**Descrição da tarefa**:
Copie sem alterações o trecho do texto sobre a tradição teatral na Longra que começa em "Assim, lembrando a" e vai até "uma alusão retrospetiva.", incluindo essas palavras.

**Documento de origem**:
Espaço de atividade literária pública e memória cronista

quarta-feira, 26 de março de 2014

Evocação da tradição Teatral na Longra - em vista do Dia Mundial do Teatro


Nesta fase do ano, vivendo-se o período da Quaresma, era antigamente uso e costume haver, por esta altura do calendário, diversas representações populares de autos da Paixão, num misto de religiosidade e divertimento. E, na proximidade, já com a Primavera a ditar leis, comemora-se neste período, a 27 deste mês de Março, o DIA MUNDIAL DO TEATRO - criado em 1961 pelo Instituto Internacional do Teatro. Uma dotação artística que tem pergaminhos históricos na Longra - como é exemplo a representação ilustrada na imagem cimeira, reportando uma peça de teatro levada à cena no palco da Casa do Povo da Longra em meados dos anos sessentas.

Tal efeméride, da data dedicada mundialmente ao teatro, mais conhecida nos meios cénicos e entre interessados na Arte de Talma, é  assinalada na ideia de não deixar esmorecer o gosto pela representação, além de promover e reforçar essa arte cultural, que desde a antiguidade tem forma de expressão.

Na chegada de mais uma ocasião destas, para assinalar o DIA DO TEATRO e, como homenagem a esta arte que ao longo dos anos tem tido tradição na região que tem a Longra como centro cultural, evocamos algumas recordações alusivas, na senda do que há alguns anos aludimos aquando da escrita do livro publicado sobre a história do Teatro da Casa do Povo da Longra.


Assim, lembrando a obra de muitos e bons personagens  que se entregaram e se têm dedicado a tão nobre causa, eis um breve resumo da memória cénica que ciranda em tablados dos palcos da Longra, entremeado por entre uma resenha histórica do teatro em Felgueiras, conforme texto escrito pelo autor há já alguns anos e que, agora, aqui se reproduz:

Teatro Amador em Felgueiras

Decorrendo desde 1999, no Teatro Municipal de Felgueiras, um anual Encontro Teatral da responsabilidade municipal (na tradicional casa de teatro de Felgueiras, antigo Cine-Teatro Fonseca Moreira, atualmente chamada Casa da Artes), será pertinente associarem-se estas anotações revivalistas a alguma tradição da arte dramática havida nesta região, para mais uma alusão retrospetiva.

Subindo então o pano, em pancadas de Moliére frisa-se que, no caso, se trata apenas de recordar de passagem algo do que temos conhecimento relativo a essa arte recreativa, ao longo dos tempos. Evitando delongas sobre outras “comédias”. Indo ao cerne da questão, propriamente, vem mesmo de longa data a ligação do povo de Felgueiras à representação pública, desde remotos tempos em que se realizavam autos populares ao ar livre, até às récitas de amadores que ainda são recordadas passados muitos e muitos anos.

**Itens fornecidos**:

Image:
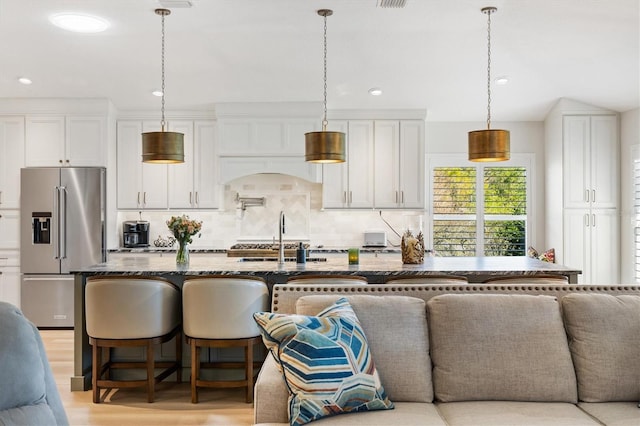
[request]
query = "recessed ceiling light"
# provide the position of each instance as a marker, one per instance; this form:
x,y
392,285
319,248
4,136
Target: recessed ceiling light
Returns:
x,y
79,22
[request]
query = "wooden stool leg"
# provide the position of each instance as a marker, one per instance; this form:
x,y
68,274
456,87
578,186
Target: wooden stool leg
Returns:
x,y
95,369
195,370
179,357
249,370
150,373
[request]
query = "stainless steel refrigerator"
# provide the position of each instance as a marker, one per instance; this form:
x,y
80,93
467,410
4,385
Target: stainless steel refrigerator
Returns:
x,y
62,228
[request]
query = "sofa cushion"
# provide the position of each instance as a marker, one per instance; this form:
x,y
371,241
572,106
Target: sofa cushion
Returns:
x,y
613,413
33,398
510,413
499,347
604,333
325,361
396,329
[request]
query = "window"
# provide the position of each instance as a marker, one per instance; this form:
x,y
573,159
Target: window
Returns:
x,y
479,210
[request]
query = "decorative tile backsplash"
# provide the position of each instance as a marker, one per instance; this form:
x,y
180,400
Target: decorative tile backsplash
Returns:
x,y
305,220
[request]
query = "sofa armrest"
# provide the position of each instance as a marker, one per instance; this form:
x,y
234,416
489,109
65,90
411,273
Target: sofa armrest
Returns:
x,y
270,395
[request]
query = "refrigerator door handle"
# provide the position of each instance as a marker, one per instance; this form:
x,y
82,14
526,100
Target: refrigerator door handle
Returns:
x,y
63,222
56,226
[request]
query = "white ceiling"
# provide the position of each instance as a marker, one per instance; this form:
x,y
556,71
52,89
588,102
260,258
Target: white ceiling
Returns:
x,y
430,55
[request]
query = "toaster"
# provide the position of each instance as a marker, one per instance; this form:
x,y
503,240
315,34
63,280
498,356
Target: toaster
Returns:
x,y
375,239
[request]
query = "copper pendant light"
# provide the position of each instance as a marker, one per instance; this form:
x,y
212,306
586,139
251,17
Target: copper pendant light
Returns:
x,y
325,146
489,144
162,147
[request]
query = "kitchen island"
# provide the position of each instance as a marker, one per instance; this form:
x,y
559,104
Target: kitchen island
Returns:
x,y
375,269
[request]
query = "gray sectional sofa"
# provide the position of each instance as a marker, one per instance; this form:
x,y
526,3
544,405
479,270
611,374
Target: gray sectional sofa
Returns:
x,y
483,354
28,392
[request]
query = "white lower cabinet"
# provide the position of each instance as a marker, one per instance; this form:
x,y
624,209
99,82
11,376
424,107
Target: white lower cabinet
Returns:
x,y
10,277
10,229
591,244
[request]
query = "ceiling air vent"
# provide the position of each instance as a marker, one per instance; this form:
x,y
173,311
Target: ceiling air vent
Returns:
x,y
392,3
175,4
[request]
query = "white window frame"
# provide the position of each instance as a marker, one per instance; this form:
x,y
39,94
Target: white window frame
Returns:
x,y
447,160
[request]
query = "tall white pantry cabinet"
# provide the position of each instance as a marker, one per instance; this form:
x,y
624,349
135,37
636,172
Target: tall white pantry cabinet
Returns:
x,y
586,218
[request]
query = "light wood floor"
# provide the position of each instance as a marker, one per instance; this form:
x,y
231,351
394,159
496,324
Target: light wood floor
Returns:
x,y
172,404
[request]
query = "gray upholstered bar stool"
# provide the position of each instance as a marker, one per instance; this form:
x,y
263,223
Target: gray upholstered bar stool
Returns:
x,y
427,279
218,313
529,279
132,311
327,279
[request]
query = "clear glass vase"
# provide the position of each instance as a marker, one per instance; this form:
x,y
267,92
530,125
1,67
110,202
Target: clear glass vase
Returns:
x,y
182,255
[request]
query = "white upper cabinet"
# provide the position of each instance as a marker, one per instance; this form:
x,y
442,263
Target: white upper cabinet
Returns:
x,y
590,161
264,136
193,183
61,140
350,184
140,185
384,168
11,160
399,164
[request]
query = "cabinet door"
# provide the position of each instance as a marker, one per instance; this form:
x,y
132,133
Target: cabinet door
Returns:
x,y
604,259
359,164
604,168
154,176
205,182
9,229
85,141
11,160
335,176
387,164
577,242
129,154
44,141
181,194
412,164
576,136
10,284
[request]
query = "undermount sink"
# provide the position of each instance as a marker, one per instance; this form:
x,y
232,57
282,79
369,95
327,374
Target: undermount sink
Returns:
x,y
275,259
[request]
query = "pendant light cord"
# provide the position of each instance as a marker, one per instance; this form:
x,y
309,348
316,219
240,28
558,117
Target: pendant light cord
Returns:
x,y
489,12
324,120
162,62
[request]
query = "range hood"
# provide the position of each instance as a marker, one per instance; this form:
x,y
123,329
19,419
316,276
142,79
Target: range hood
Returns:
x,y
231,168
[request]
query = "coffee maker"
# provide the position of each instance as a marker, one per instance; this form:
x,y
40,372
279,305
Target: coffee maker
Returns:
x,y
135,233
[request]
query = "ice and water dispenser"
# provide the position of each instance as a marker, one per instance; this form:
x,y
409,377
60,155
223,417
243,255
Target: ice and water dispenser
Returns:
x,y
41,225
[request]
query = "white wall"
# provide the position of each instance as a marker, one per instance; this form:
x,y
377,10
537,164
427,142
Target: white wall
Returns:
x,y
629,136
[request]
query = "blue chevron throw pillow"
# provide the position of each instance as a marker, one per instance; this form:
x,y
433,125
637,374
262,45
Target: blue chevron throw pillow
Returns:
x,y
325,361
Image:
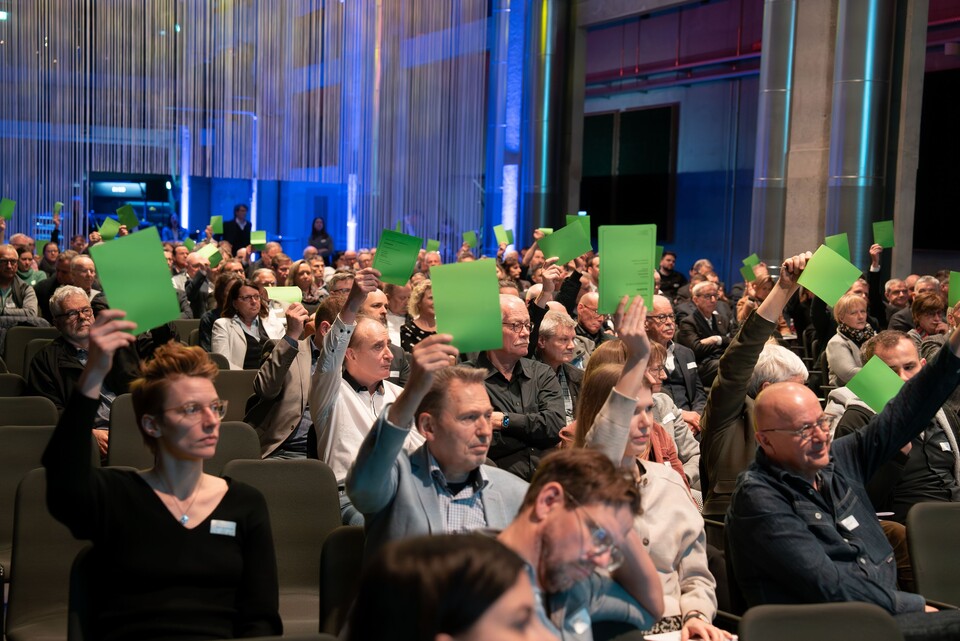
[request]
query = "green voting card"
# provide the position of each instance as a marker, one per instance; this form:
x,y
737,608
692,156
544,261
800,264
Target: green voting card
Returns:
x,y
840,244
396,256
566,243
883,233
128,217
136,279
6,207
466,297
632,248
109,229
583,220
285,294
828,275
875,384
211,253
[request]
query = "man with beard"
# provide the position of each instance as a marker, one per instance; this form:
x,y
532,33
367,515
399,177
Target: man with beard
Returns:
x,y
577,517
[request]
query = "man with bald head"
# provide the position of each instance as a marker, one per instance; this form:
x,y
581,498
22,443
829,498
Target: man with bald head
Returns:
x,y
527,401
349,389
801,528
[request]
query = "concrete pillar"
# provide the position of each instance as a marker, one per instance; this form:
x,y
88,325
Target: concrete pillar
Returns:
x,y
808,157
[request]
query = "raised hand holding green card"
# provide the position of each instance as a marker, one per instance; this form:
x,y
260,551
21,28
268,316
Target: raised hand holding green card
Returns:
x,y
136,279
396,256
466,300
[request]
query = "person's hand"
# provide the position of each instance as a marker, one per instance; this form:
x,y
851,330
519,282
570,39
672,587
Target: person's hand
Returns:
x,y
630,322
103,440
297,317
875,251
692,420
791,269
696,628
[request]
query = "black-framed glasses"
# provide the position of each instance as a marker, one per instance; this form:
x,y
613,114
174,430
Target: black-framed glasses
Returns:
x,y
662,319
600,539
824,423
74,314
193,411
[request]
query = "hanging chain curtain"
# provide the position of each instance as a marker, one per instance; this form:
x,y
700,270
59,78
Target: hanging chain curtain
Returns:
x,y
387,95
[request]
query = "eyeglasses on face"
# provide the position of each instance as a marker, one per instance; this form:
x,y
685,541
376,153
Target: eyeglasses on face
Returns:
x,y
662,319
601,540
74,314
193,411
824,423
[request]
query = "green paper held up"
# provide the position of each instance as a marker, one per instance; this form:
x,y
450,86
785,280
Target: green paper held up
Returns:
x,y
883,233
396,256
466,297
285,294
828,275
109,229
6,207
211,253
875,384
128,217
582,220
136,279
633,249
840,244
566,243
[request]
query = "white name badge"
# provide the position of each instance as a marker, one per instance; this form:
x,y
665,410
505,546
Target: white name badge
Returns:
x,y
225,528
850,523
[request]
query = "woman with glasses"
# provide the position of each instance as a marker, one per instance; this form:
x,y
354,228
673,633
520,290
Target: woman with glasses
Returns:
x,y
244,326
178,554
669,523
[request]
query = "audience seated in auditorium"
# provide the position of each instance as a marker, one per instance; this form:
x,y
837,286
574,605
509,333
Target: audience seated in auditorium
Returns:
x,y
527,401
801,527
443,486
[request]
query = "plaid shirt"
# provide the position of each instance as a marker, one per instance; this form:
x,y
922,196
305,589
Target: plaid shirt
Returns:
x,y
462,512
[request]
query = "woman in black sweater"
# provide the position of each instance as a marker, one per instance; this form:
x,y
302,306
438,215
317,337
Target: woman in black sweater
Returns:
x,y
179,554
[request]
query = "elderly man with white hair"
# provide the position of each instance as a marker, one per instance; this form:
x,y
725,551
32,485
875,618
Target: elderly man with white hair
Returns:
x,y
749,365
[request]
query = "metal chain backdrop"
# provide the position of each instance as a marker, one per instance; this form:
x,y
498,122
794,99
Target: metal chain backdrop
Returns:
x,y
386,98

**Resultado do exercício**:
Assim, lembrando a obra de muitos e bons personagens  que se entregaram e se têm dedicado a tão nobre causa, eis um breve resumo da memória cénica que ciranda em tablados dos palcos da Longra, entremeado por entre uma resenha histórica do teatro em Felgueiras, conforme texto escrito pelo autor há já alguns anos e que, agora, aqui se reproduz:

Teatro Amador em Felgueiras

Decorrendo desde 1999, no Teatro Municipal de Felgueiras, um anual Encontro Teatral da responsabilidade municipal (na tradicional casa de teatro de Felgueiras, antigo Cine-Teatro Fonseca Moreira, atualmente chamada Casa da Artes), será pertinente associarem-se estas anotações revivalistas a alguma tradição da arte dramática havida nesta região, para mais uma alusão retrospetiva.